→ What the task requires:
Gather every line in the entries below that contains the word "sidewalk", and list them.

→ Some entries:
»»
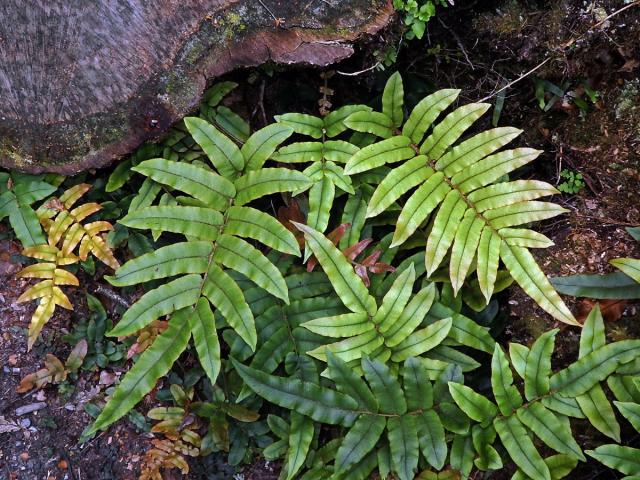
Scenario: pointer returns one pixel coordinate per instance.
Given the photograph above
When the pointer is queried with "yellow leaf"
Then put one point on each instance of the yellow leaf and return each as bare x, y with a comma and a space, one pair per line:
62, 277
48, 253
94, 228
83, 211
61, 299
38, 270
72, 238
40, 289
41, 316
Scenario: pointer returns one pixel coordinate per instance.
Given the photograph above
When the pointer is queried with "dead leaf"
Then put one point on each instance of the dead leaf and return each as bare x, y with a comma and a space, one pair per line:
7, 426
611, 310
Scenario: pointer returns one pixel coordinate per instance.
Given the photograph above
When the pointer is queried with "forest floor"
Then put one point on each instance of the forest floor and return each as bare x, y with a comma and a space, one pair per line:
478, 47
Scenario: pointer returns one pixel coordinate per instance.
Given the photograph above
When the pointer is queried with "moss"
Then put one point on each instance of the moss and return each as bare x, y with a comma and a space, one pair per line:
627, 106
509, 19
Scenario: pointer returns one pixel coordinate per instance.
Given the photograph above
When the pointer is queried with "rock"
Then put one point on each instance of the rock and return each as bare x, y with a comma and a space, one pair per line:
85, 83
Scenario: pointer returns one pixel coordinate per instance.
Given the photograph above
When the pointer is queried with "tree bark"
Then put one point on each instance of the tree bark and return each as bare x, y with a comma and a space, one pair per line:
85, 83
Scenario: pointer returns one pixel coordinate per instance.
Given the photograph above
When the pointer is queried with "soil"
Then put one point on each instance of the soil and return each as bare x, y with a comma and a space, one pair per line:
476, 46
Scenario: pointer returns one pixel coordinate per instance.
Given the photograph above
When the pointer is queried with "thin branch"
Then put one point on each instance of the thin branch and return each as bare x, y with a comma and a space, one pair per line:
353, 74
521, 77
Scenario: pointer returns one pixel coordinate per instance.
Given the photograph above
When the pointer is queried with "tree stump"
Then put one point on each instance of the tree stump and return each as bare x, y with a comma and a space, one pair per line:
85, 83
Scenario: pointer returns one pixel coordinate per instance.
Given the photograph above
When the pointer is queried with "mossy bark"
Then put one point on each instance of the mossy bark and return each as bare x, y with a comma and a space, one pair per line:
85, 83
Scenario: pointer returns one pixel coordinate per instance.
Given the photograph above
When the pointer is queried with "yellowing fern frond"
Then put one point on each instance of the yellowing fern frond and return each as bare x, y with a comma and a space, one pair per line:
48, 290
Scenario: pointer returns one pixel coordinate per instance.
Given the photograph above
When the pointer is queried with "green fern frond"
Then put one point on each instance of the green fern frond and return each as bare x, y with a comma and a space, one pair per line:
215, 221
397, 328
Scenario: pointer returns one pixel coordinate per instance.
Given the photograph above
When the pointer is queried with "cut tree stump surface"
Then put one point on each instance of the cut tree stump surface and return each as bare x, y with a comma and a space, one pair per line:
85, 83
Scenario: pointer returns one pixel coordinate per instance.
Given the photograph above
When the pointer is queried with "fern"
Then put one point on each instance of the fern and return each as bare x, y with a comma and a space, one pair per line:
612, 286
390, 330
17, 193
472, 214
324, 156
65, 233
214, 218
47, 291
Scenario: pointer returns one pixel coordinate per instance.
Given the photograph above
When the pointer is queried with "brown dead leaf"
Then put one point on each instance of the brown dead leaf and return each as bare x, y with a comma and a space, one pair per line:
292, 213
7, 426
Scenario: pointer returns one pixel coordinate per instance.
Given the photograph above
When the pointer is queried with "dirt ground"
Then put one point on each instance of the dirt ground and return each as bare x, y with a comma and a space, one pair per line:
479, 47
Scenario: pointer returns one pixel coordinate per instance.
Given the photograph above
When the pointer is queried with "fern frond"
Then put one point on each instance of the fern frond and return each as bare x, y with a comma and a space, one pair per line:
213, 217
459, 189
387, 331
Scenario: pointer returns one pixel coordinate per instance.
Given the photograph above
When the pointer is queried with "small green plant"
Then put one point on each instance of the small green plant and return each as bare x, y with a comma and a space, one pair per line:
573, 182
100, 351
417, 14
621, 285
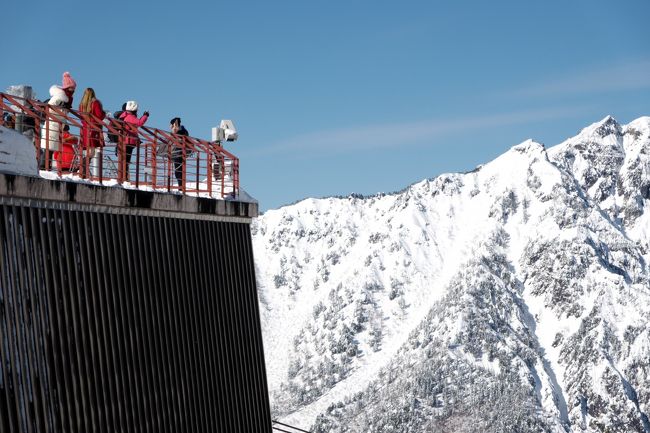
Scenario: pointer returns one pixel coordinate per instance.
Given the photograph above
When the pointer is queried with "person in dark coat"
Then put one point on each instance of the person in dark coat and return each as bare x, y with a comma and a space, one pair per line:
177, 152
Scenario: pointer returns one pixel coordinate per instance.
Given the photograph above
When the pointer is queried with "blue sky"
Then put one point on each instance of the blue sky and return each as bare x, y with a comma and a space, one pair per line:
336, 97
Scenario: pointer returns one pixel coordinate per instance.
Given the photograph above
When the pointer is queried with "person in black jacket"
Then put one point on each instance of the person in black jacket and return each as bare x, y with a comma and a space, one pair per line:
177, 152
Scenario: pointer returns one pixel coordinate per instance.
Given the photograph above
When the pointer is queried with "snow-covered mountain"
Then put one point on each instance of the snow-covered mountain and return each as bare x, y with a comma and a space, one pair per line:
515, 297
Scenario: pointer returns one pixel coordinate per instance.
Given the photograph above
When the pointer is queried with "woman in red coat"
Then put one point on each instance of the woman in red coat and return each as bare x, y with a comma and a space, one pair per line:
91, 134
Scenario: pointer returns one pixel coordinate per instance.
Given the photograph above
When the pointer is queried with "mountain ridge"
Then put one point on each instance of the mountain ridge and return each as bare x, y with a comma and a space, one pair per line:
358, 276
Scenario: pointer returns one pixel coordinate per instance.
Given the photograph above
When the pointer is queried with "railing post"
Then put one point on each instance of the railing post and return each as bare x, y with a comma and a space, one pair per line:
209, 174
154, 162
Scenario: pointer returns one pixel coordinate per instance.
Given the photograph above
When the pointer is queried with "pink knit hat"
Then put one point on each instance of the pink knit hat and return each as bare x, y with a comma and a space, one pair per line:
68, 82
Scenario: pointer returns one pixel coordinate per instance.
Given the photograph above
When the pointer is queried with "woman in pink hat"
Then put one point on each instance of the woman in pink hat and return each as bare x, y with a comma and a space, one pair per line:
91, 138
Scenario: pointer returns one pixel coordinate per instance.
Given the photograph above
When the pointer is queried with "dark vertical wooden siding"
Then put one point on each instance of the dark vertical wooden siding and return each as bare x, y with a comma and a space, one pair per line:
128, 323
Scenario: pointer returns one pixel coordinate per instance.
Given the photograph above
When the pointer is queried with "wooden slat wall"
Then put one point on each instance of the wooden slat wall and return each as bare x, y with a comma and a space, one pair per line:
128, 323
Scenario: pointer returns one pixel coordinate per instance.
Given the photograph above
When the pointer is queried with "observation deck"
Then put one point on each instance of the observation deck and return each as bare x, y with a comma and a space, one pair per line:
208, 170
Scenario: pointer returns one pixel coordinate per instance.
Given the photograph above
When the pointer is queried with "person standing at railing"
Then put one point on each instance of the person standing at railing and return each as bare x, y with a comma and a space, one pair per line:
131, 140
69, 86
177, 152
65, 157
52, 127
92, 139
9, 120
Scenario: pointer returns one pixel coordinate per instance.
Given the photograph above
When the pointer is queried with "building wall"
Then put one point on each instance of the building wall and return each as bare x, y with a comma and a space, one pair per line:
126, 320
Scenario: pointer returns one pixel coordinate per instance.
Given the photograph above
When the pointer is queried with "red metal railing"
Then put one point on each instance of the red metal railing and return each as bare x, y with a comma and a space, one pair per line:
158, 161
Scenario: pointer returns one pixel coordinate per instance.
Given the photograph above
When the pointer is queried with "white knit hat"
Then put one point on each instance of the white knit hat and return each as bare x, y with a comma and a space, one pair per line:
131, 106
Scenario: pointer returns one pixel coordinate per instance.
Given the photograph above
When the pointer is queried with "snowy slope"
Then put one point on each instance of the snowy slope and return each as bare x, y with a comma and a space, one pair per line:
524, 283
17, 154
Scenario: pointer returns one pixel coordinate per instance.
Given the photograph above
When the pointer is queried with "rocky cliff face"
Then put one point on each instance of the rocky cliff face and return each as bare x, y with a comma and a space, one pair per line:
511, 298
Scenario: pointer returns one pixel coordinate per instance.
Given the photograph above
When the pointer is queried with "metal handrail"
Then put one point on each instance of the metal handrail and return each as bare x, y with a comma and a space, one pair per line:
294, 429
205, 168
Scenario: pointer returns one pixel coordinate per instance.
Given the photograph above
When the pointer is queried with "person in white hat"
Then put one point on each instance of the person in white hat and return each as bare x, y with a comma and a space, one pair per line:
130, 116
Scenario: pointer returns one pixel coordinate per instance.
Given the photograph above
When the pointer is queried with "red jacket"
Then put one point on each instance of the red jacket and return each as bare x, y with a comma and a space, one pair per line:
132, 119
65, 157
93, 137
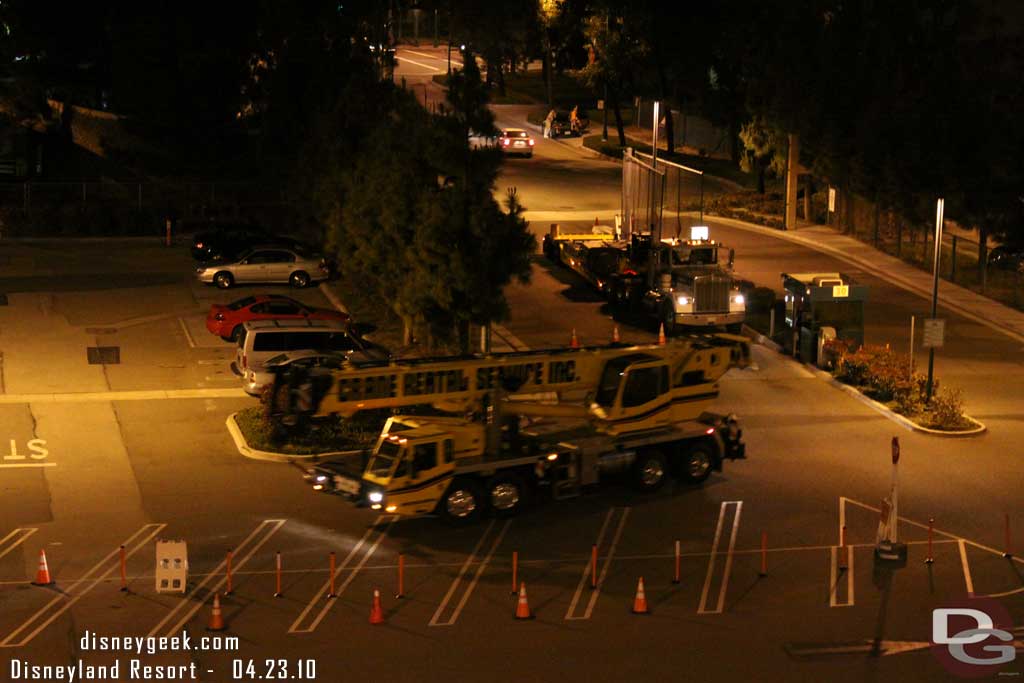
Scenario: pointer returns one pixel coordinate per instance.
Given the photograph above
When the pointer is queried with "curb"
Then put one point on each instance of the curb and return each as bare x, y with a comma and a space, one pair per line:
893, 279
906, 423
266, 456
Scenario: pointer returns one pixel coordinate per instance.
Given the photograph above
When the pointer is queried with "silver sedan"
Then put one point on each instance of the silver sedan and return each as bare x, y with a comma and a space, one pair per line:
265, 264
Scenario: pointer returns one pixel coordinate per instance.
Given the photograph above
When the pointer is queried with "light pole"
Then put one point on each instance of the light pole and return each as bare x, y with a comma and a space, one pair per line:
939, 207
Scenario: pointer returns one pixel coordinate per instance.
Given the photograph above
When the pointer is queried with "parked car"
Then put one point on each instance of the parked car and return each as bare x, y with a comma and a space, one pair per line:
258, 377
225, 321
225, 241
516, 141
1007, 257
268, 263
562, 125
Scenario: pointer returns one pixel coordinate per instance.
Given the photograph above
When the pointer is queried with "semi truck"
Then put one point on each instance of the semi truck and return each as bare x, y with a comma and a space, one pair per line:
522, 425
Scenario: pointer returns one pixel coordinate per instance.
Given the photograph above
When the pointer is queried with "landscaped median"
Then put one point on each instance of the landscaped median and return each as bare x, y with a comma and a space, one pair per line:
256, 437
885, 378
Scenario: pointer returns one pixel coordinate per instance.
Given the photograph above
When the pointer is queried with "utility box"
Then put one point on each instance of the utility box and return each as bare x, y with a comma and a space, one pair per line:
172, 566
819, 305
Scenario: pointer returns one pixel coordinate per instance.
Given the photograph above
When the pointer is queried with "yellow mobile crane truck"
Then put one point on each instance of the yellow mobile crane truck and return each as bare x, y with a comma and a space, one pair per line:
590, 412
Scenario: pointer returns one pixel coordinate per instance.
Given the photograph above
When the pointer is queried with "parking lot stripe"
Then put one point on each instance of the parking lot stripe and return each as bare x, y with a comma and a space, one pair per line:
70, 596
344, 585
268, 527
476, 577
702, 607
16, 541
604, 567
967, 568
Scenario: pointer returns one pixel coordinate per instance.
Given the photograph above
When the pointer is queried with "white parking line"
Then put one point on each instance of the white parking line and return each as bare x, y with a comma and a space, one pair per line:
16, 542
327, 585
604, 567
720, 604
465, 566
184, 328
968, 582
268, 528
131, 547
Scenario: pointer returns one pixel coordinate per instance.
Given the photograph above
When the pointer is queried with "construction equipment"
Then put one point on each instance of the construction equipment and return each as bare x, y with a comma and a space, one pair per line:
821, 306
591, 411
683, 284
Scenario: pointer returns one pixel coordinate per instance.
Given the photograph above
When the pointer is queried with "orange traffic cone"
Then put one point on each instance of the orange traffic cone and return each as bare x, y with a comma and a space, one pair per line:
522, 607
43, 574
377, 612
640, 601
216, 619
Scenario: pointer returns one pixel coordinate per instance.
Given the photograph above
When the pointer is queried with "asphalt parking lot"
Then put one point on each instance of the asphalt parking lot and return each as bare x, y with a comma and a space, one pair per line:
124, 470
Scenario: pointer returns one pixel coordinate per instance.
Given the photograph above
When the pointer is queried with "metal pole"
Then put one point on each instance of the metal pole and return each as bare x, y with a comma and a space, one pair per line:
939, 207
911, 345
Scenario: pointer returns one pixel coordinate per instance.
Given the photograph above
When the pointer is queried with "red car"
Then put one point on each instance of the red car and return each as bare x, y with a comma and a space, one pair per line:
226, 322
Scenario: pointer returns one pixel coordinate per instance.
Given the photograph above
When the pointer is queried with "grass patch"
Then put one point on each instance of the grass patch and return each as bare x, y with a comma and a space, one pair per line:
325, 435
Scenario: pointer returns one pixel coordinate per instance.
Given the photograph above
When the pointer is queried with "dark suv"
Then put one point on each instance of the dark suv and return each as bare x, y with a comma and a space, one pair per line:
225, 241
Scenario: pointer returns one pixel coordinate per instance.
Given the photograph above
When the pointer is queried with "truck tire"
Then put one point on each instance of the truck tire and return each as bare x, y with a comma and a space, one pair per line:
462, 503
650, 470
507, 494
695, 463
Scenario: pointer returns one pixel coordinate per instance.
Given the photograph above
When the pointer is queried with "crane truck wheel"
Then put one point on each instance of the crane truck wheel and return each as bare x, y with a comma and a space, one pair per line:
696, 463
507, 495
650, 470
463, 502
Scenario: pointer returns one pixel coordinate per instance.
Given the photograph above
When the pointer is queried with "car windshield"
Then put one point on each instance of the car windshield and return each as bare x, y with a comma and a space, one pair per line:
242, 303
384, 459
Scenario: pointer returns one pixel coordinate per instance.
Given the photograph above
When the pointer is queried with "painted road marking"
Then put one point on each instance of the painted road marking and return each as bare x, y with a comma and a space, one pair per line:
70, 596
15, 538
476, 578
188, 338
107, 396
295, 628
604, 567
720, 604
968, 582
267, 527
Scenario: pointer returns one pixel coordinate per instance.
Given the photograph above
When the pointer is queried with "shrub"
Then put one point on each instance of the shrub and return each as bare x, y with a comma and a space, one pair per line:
947, 410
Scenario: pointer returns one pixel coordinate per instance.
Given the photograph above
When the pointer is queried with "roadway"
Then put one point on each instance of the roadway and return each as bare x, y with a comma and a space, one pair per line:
126, 472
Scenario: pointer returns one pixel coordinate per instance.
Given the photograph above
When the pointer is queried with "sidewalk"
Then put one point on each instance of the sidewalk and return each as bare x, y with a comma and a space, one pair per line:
957, 299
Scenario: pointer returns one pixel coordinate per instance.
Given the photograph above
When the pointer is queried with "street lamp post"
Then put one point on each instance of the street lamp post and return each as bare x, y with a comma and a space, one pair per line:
939, 208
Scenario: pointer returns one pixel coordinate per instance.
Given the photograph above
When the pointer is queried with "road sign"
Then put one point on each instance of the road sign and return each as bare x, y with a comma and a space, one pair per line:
935, 333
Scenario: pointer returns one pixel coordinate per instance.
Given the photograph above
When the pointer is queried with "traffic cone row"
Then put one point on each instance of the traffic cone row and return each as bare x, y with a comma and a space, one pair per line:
43, 573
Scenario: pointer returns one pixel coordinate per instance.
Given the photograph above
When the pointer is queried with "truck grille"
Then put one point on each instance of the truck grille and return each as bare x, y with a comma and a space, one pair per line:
712, 294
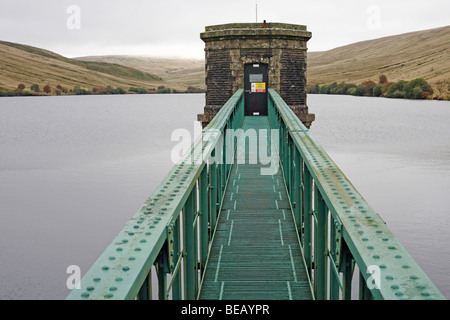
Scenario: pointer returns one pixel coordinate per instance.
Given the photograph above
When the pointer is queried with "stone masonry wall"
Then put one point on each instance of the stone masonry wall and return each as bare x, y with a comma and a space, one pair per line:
228, 48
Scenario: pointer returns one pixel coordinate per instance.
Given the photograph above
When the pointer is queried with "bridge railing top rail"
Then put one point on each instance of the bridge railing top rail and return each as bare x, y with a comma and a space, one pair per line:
364, 231
120, 271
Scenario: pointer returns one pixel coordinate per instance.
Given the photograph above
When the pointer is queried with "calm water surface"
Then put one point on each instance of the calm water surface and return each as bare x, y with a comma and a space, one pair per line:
73, 170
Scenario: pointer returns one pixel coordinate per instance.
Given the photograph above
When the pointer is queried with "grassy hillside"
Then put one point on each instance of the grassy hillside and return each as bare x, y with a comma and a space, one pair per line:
423, 54
176, 72
30, 65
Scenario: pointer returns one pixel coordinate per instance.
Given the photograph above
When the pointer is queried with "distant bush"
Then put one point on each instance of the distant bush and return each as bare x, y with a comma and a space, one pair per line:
80, 91
414, 89
138, 90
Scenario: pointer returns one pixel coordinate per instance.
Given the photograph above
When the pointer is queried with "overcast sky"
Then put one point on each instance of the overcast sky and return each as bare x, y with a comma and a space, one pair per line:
172, 27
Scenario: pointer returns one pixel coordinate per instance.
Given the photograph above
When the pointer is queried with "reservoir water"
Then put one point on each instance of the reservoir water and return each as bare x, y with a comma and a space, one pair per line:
74, 169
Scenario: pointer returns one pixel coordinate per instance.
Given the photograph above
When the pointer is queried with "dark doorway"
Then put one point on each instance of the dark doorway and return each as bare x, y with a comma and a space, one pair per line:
255, 85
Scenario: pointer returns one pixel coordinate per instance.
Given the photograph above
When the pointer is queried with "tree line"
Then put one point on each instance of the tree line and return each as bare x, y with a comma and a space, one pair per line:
415, 89
46, 90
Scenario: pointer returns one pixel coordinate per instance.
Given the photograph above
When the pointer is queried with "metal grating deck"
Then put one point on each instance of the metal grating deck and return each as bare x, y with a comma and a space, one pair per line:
««
→ Answer to the exercise:
When the pointer is queried with "sidewalk"
Then put one point on each instance of the sidewalk and return each as bare x, y with a comma and a space, one pair per line:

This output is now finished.